For the facts of Bach's life, and as a record of his artistic activities, Forkel admittedly is inadequate and often misleading. Stephenson necessarily was without information to enable him to correct or supplement his author. Recent research, and particularly the classic volumes of Spitta and Schweitzer, have placed the present generation in a more instructed and therefore responsible position. The following pages, accordingly, have been annotated copiously in order to bring Forkel into line with modern scholarship. His own infrequent notes are invariably indicated by a prefixed asterisk. It has been thought advisable to write an addendum to Chapter II. in order to supplement Forkel at the weakest point of his narrative.
Readers of Spitta's first volume probably will remember the effort to follow the ramifications of the Bach pedigree unaided by a genealogical Table. It is unfortunate that Spitta did not [pg xxii] set out in that form the wealth of biographical material his pages contain. To supply the deficiency, and to illustrate Forkel's first Chapter, a complete Genealogical Table is provided in Appendix VI., based mainly upon the biographical details scattered over Spitta's pages.
In Chapter IX. Forkel gives a list of Bach's compositions known to him. It is, necessarily, incomplete. For that reason Appendices I. and II. provide a full catalogue of Bach's works arranged under the periods of his career. In the case of the Oratorios, Cantatas, Motets, and “Passions,” it is not difficult to distribute them upon a chronological basis. The Clavier works also can be dated with some approximation to closeness. The effort is more speculative in the case of the Organ music.

#### WHAT TO WORK ON:
1) Answer these questions about the preface on Forkel's biography of Bach:
(a) How are Forkel's own notes marked?
(b) What does Appendix VI provide, and what is it mainly based on?
(c) For which music does the preface call the dating effort more speculative?
2) Extend the preface on Forkel's biography of Bach from its last sentence, keeping its voice.

(Records excerpted from a collection)
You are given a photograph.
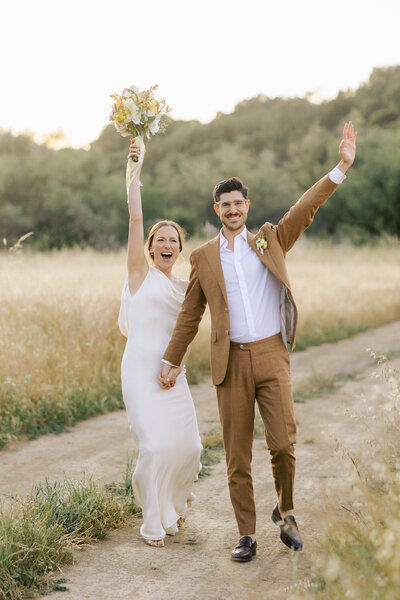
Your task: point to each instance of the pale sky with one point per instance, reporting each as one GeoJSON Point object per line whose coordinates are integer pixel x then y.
{"type": "Point", "coordinates": [61, 60]}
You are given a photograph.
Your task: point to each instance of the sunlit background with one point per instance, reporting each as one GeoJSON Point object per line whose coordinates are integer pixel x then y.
{"type": "Point", "coordinates": [61, 60]}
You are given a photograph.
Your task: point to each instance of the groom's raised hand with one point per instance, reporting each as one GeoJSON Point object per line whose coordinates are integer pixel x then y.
{"type": "Point", "coordinates": [347, 148]}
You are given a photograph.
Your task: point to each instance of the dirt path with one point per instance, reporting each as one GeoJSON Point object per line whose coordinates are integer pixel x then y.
{"type": "Point", "coordinates": [196, 563]}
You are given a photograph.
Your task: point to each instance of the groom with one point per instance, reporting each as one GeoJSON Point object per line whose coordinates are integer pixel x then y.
{"type": "Point", "coordinates": [244, 280]}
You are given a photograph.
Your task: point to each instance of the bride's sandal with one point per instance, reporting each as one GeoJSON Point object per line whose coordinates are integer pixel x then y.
{"type": "Point", "coordinates": [154, 543]}
{"type": "Point", "coordinates": [180, 521]}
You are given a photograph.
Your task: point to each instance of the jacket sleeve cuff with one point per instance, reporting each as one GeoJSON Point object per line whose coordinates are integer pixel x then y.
{"type": "Point", "coordinates": [337, 176]}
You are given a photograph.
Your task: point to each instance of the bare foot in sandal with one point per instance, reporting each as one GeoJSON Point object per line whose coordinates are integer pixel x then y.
{"type": "Point", "coordinates": [154, 543]}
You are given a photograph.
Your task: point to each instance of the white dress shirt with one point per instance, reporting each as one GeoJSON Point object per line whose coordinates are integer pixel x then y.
{"type": "Point", "coordinates": [253, 291]}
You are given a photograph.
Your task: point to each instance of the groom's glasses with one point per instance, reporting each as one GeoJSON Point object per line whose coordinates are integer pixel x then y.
{"type": "Point", "coordinates": [235, 204]}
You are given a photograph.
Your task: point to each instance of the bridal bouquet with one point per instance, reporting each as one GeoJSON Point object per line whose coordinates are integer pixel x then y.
{"type": "Point", "coordinates": [137, 114]}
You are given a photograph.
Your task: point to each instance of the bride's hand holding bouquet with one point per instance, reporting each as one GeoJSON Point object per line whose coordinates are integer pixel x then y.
{"type": "Point", "coordinates": [138, 115]}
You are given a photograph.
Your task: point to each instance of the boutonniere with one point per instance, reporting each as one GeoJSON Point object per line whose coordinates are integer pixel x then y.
{"type": "Point", "coordinates": [261, 243]}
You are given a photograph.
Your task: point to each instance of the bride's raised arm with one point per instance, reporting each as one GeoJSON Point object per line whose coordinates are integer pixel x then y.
{"type": "Point", "coordinates": [137, 263]}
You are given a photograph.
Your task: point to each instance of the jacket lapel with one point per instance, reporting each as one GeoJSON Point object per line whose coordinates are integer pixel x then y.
{"type": "Point", "coordinates": [214, 260]}
{"type": "Point", "coordinates": [265, 257]}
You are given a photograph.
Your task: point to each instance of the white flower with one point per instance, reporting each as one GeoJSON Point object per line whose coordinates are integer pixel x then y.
{"type": "Point", "coordinates": [261, 243]}
{"type": "Point", "coordinates": [154, 126]}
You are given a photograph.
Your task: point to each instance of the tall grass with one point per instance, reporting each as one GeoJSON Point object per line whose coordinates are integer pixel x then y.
{"type": "Point", "coordinates": [359, 557]}
{"type": "Point", "coordinates": [60, 347]}
{"type": "Point", "coordinates": [38, 534]}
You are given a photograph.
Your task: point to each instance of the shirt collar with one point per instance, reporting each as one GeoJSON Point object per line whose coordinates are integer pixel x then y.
{"type": "Point", "coordinates": [223, 242]}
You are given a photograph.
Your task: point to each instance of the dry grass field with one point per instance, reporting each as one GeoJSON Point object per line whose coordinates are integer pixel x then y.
{"type": "Point", "coordinates": [60, 346]}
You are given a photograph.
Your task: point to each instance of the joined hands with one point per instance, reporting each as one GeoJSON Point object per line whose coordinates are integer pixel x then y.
{"type": "Point", "coordinates": [168, 375]}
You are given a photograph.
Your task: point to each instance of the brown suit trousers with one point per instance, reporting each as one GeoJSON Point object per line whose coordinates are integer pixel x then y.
{"type": "Point", "coordinates": [257, 370]}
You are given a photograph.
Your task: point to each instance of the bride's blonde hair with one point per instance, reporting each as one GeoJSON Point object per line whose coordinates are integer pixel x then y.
{"type": "Point", "coordinates": [157, 226]}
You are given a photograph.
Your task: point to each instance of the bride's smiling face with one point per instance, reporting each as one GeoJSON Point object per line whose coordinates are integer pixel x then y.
{"type": "Point", "coordinates": [165, 247]}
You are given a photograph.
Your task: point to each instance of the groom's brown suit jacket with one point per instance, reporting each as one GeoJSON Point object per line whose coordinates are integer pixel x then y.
{"type": "Point", "coordinates": [207, 285]}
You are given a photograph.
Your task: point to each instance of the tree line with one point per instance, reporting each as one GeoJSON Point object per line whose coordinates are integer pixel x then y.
{"type": "Point", "coordinates": [277, 146]}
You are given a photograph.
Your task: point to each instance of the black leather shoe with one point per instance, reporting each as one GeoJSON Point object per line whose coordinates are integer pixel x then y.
{"type": "Point", "coordinates": [290, 535]}
{"type": "Point", "coordinates": [245, 549]}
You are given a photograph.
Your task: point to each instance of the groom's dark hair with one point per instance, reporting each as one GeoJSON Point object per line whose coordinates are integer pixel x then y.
{"type": "Point", "coordinates": [229, 185]}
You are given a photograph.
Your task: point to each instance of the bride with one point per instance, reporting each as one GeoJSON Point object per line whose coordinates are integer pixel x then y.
{"type": "Point", "coordinates": [164, 421]}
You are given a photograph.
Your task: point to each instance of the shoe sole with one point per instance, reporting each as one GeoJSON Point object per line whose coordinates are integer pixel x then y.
{"type": "Point", "coordinates": [248, 559]}
{"type": "Point", "coordinates": [287, 543]}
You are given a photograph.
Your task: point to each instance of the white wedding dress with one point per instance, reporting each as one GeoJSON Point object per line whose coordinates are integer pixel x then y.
{"type": "Point", "coordinates": [164, 421]}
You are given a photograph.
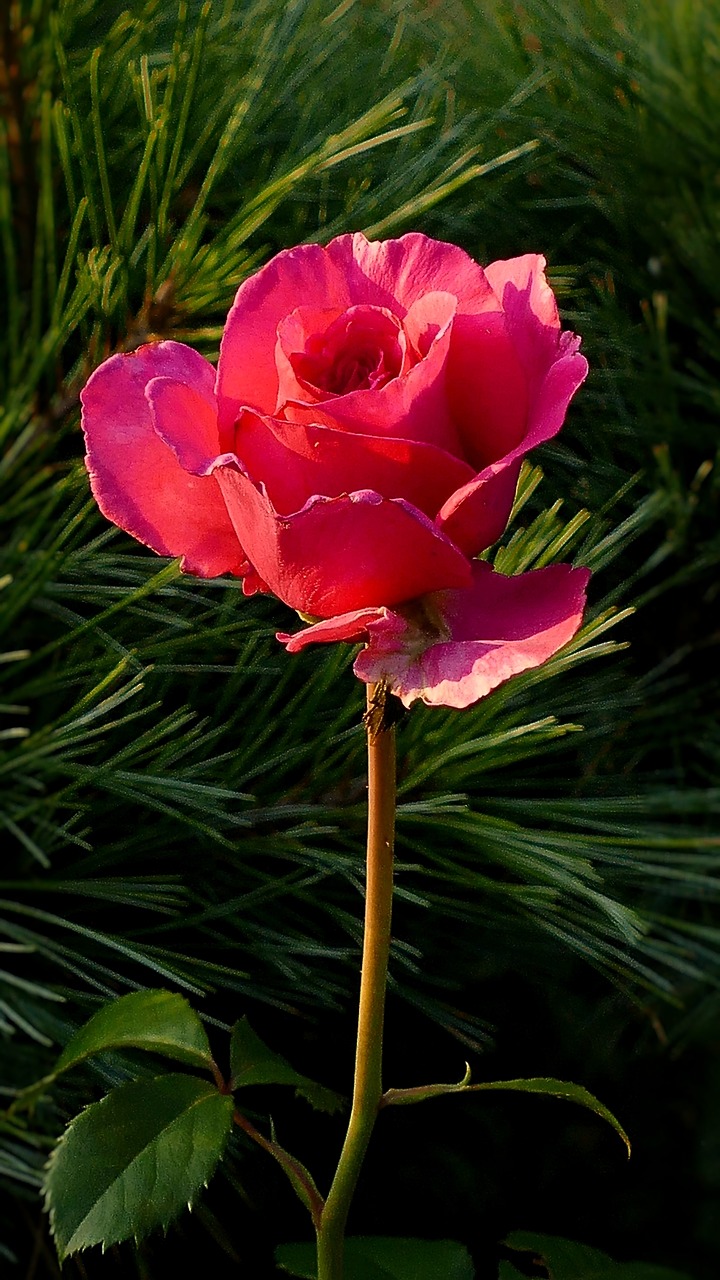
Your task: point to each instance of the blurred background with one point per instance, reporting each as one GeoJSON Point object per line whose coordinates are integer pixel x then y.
{"type": "Point", "coordinates": [182, 804]}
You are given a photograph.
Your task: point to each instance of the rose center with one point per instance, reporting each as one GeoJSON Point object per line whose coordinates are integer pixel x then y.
{"type": "Point", "coordinates": [361, 350]}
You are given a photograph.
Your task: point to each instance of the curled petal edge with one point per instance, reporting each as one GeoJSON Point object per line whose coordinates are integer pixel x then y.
{"type": "Point", "coordinates": [452, 648]}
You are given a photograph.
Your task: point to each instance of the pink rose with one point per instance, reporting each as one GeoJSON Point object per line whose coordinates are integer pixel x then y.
{"type": "Point", "coordinates": [356, 448]}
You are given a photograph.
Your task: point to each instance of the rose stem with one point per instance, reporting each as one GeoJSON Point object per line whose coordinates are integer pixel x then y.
{"type": "Point", "coordinates": [373, 981]}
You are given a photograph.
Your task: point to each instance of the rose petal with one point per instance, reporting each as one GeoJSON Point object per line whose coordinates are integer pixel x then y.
{"type": "Point", "coordinates": [317, 351]}
{"type": "Point", "coordinates": [338, 554]}
{"type": "Point", "coordinates": [481, 638]}
{"type": "Point", "coordinates": [186, 420]}
{"type": "Point", "coordinates": [477, 515]}
{"type": "Point", "coordinates": [136, 479]}
{"type": "Point", "coordinates": [531, 312]}
{"type": "Point", "coordinates": [345, 626]}
{"type": "Point", "coordinates": [413, 406]}
{"type": "Point", "coordinates": [487, 389]}
{"type": "Point", "coordinates": [397, 273]}
{"type": "Point", "coordinates": [246, 369]}
{"type": "Point", "coordinates": [297, 462]}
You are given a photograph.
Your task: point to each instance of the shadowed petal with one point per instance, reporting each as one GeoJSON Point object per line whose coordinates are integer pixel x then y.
{"type": "Point", "coordinates": [246, 369]}
{"type": "Point", "coordinates": [477, 515]}
{"type": "Point", "coordinates": [136, 479]}
{"type": "Point", "coordinates": [296, 462]}
{"type": "Point", "coordinates": [459, 645]}
{"type": "Point", "coordinates": [338, 554]}
{"type": "Point", "coordinates": [531, 311]}
{"type": "Point", "coordinates": [345, 626]}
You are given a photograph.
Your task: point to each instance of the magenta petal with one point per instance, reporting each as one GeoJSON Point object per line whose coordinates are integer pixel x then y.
{"type": "Point", "coordinates": [477, 515]}
{"type": "Point", "coordinates": [413, 406]}
{"type": "Point", "coordinates": [136, 479]}
{"type": "Point", "coordinates": [345, 626]}
{"type": "Point", "coordinates": [338, 554]}
{"type": "Point", "coordinates": [186, 420]}
{"type": "Point", "coordinates": [531, 312]}
{"type": "Point", "coordinates": [246, 369]}
{"type": "Point", "coordinates": [397, 273]}
{"type": "Point", "coordinates": [299, 461]}
{"type": "Point", "coordinates": [487, 388]}
{"type": "Point", "coordinates": [463, 644]}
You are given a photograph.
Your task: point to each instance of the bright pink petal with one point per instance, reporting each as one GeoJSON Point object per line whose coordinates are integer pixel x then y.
{"type": "Point", "coordinates": [454, 649]}
{"type": "Point", "coordinates": [346, 626]}
{"type": "Point", "coordinates": [338, 554]}
{"type": "Point", "coordinates": [296, 462]}
{"type": "Point", "coordinates": [136, 479]}
{"type": "Point", "coordinates": [397, 273]}
{"type": "Point", "coordinates": [246, 369]}
{"type": "Point", "coordinates": [186, 420]}
{"type": "Point", "coordinates": [413, 406]}
{"type": "Point", "coordinates": [487, 389]}
{"type": "Point", "coordinates": [531, 312]}
{"type": "Point", "coordinates": [477, 515]}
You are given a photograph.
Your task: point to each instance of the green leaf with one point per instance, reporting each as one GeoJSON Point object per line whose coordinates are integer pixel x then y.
{"type": "Point", "coordinates": [159, 1022]}
{"type": "Point", "coordinates": [384, 1258]}
{"type": "Point", "coordinates": [566, 1260]}
{"type": "Point", "coordinates": [537, 1084]}
{"type": "Point", "coordinates": [253, 1063]}
{"type": "Point", "coordinates": [135, 1160]}
{"type": "Point", "coordinates": [639, 1271]}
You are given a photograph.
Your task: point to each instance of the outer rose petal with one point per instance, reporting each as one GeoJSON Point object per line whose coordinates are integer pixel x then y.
{"type": "Point", "coordinates": [531, 311]}
{"type": "Point", "coordinates": [300, 461]}
{"type": "Point", "coordinates": [477, 515]}
{"type": "Point", "coordinates": [487, 388]}
{"type": "Point", "coordinates": [136, 479]}
{"type": "Point", "coordinates": [400, 272]}
{"type": "Point", "coordinates": [338, 554]}
{"type": "Point", "coordinates": [345, 626]}
{"type": "Point", "coordinates": [482, 636]}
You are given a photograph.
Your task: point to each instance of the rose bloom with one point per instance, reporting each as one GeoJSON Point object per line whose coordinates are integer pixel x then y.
{"type": "Point", "coordinates": [356, 448]}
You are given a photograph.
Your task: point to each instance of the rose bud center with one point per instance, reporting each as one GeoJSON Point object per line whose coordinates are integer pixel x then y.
{"type": "Point", "coordinates": [360, 350]}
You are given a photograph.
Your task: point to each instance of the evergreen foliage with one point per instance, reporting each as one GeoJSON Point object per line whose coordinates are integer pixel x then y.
{"type": "Point", "coordinates": [182, 804]}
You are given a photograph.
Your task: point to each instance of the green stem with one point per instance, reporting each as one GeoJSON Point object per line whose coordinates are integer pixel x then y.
{"type": "Point", "coordinates": [368, 1089]}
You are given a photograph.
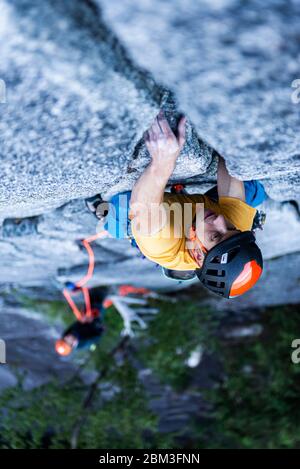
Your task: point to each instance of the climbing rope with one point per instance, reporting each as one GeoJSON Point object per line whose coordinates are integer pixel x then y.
{"type": "Point", "coordinates": [79, 286]}
{"type": "Point", "coordinates": [123, 290]}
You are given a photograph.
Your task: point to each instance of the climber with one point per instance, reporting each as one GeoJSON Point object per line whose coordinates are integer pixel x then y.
{"type": "Point", "coordinates": [86, 332]}
{"type": "Point", "coordinates": [217, 243]}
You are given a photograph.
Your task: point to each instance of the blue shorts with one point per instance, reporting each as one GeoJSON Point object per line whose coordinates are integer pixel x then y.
{"type": "Point", "coordinates": [118, 223]}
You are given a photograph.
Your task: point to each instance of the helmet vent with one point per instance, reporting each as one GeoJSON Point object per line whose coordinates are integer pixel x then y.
{"type": "Point", "coordinates": [216, 260]}
{"type": "Point", "coordinates": [232, 253]}
{"type": "Point", "coordinates": [215, 284]}
{"type": "Point", "coordinates": [215, 273]}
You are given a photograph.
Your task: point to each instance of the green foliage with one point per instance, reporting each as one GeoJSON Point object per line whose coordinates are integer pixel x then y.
{"type": "Point", "coordinates": [171, 337]}
{"type": "Point", "coordinates": [257, 405]}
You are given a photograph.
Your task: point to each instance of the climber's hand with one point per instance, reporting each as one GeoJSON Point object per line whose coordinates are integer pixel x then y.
{"type": "Point", "coordinates": [163, 145]}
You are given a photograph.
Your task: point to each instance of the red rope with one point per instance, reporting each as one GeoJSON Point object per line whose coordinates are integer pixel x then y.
{"type": "Point", "coordinates": [83, 281]}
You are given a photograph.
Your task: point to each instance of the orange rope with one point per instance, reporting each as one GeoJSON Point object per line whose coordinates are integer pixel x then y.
{"type": "Point", "coordinates": [80, 284]}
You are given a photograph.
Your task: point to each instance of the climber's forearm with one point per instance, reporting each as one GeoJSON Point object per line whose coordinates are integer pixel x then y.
{"type": "Point", "coordinates": [164, 147]}
{"type": "Point", "coordinates": [227, 185]}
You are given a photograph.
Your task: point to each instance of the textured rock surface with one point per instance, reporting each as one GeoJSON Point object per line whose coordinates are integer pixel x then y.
{"type": "Point", "coordinates": [76, 108]}
{"type": "Point", "coordinates": [72, 125]}
{"type": "Point", "coordinates": [231, 64]}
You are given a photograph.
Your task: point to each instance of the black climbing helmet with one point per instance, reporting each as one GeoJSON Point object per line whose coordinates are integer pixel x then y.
{"type": "Point", "coordinates": [233, 266]}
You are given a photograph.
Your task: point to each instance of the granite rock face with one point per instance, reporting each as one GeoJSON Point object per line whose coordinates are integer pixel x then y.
{"type": "Point", "coordinates": [231, 64]}
{"type": "Point", "coordinates": [81, 89]}
{"type": "Point", "coordinates": [76, 108]}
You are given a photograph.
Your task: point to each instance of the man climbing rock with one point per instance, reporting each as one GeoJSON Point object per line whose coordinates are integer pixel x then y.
{"type": "Point", "coordinates": [211, 235]}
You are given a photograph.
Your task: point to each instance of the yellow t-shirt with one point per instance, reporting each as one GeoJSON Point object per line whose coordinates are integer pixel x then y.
{"type": "Point", "coordinates": [169, 250]}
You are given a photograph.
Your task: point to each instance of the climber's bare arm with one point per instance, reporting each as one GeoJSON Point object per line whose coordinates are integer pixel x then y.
{"type": "Point", "coordinates": [147, 194]}
{"type": "Point", "coordinates": [228, 185]}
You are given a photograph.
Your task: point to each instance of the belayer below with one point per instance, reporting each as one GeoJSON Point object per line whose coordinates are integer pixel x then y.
{"type": "Point", "coordinates": [85, 333]}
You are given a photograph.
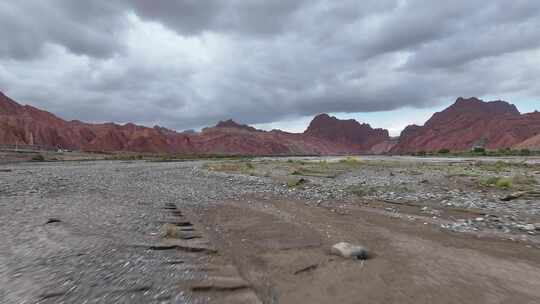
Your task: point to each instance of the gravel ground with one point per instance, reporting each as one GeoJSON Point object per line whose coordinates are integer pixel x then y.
{"type": "Point", "coordinates": [104, 209]}
{"type": "Point", "coordinates": [71, 232]}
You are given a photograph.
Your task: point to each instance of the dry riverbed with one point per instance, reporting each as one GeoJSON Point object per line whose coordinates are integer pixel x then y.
{"type": "Point", "coordinates": [260, 231]}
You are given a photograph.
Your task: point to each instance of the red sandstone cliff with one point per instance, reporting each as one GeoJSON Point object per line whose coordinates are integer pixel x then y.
{"type": "Point", "coordinates": [469, 122]}
{"type": "Point", "coordinates": [27, 125]}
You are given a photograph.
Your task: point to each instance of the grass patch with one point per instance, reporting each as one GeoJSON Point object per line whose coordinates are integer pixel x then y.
{"type": "Point", "coordinates": [293, 182]}
{"type": "Point", "coordinates": [497, 182]}
{"type": "Point", "coordinates": [236, 167]}
{"type": "Point", "coordinates": [363, 190]}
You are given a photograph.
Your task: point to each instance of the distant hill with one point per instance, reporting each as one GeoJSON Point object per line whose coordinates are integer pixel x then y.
{"type": "Point", "coordinates": [28, 125]}
{"type": "Point", "coordinates": [468, 123]}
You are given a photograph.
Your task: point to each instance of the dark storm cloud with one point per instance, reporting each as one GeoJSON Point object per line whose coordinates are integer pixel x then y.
{"type": "Point", "coordinates": [190, 63]}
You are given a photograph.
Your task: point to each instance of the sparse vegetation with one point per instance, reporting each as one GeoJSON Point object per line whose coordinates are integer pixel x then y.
{"type": "Point", "coordinates": [293, 182]}
{"type": "Point", "coordinates": [497, 182]}
{"type": "Point", "coordinates": [444, 151]}
{"type": "Point", "coordinates": [243, 167]}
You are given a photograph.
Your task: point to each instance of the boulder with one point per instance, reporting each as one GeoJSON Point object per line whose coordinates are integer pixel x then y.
{"type": "Point", "coordinates": [348, 250]}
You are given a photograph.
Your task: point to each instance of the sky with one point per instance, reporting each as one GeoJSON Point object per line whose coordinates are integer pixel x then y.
{"type": "Point", "coordinates": [187, 64]}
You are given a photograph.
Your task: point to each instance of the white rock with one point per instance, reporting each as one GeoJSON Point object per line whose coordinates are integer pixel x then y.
{"type": "Point", "coordinates": [348, 250]}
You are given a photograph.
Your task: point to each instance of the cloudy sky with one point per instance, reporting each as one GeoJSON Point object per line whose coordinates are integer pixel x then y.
{"type": "Point", "coordinates": [189, 63]}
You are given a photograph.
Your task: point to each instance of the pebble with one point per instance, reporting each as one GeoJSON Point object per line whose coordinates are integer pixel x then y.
{"type": "Point", "coordinates": [348, 250]}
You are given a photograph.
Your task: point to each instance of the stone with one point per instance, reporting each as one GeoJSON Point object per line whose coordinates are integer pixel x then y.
{"type": "Point", "coordinates": [529, 227]}
{"type": "Point", "coordinates": [348, 250]}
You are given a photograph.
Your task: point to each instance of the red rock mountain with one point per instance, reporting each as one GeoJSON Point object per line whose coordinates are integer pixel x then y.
{"type": "Point", "coordinates": [347, 132]}
{"type": "Point", "coordinates": [470, 122]}
{"type": "Point", "coordinates": [28, 125]}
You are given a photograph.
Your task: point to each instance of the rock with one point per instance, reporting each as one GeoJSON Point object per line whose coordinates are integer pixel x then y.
{"type": "Point", "coordinates": [513, 196]}
{"type": "Point", "coordinates": [466, 121]}
{"type": "Point", "coordinates": [529, 227]}
{"type": "Point", "coordinates": [53, 220]}
{"type": "Point", "coordinates": [348, 250]}
{"type": "Point", "coordinates": [178, 232]}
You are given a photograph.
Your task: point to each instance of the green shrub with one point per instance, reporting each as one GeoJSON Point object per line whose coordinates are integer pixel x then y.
{"type": "Point", "coordinates": [479, 150]}
{"type": "Point", "coordinates": [444, 151]}
{"type": "Point", "coordinates": [499, 182]}
{"type": "Point", "coordinates": [524, 152]}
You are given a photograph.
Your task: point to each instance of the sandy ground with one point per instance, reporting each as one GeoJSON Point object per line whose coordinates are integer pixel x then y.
{"type": "Point", "coordinates": [93, 232]}
{"type": "Point", "coordinates": [282, 247]}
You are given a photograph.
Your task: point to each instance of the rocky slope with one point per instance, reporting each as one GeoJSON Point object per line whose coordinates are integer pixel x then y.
{"type": "Point", "coordinates": [468, 123]}
{"type": "Point", "coordinates": [347, 132]}
{"type": "Point", "coordinates": [28, 125]}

#### SOLVED PROBLEMS:
1)
(a) With a prefixed asterisk.
(b) A complete Genealogical Table, based mainly on the biographical details scattered over Spitta's pages.
(c) The Organ music.

2)
In his Preface Forkel suggests the institution of a Society for the publication and study of Bach's works. The proposal was adopted after half a century's interval, and in Appendix III. will be found a complete and detailed catalogue of the publications of the Old and New Bachgesellschaft from 1850 to 1918 inclusive. The Society's issues for 1915-18 have not yet reached this country. The present writer had an opportunity to examine them in the Library of the Cologne Conservatorium of Music in the spring of this year.
In this Introduction will be found a list of works bearing on Bach, which preceded Forkel's [pg xxiii] monograph. Appendix IV. provides a bibliography of Bach literature published subsequently to it.
Grateful acknowledgment is made to Mr. Ivor Atkins, of Worcester Cathedral, and to Mr. W. G. Whittaker, of Newcastle-upon-Tyne, who have read these pages in proof, and improved them by their criticism.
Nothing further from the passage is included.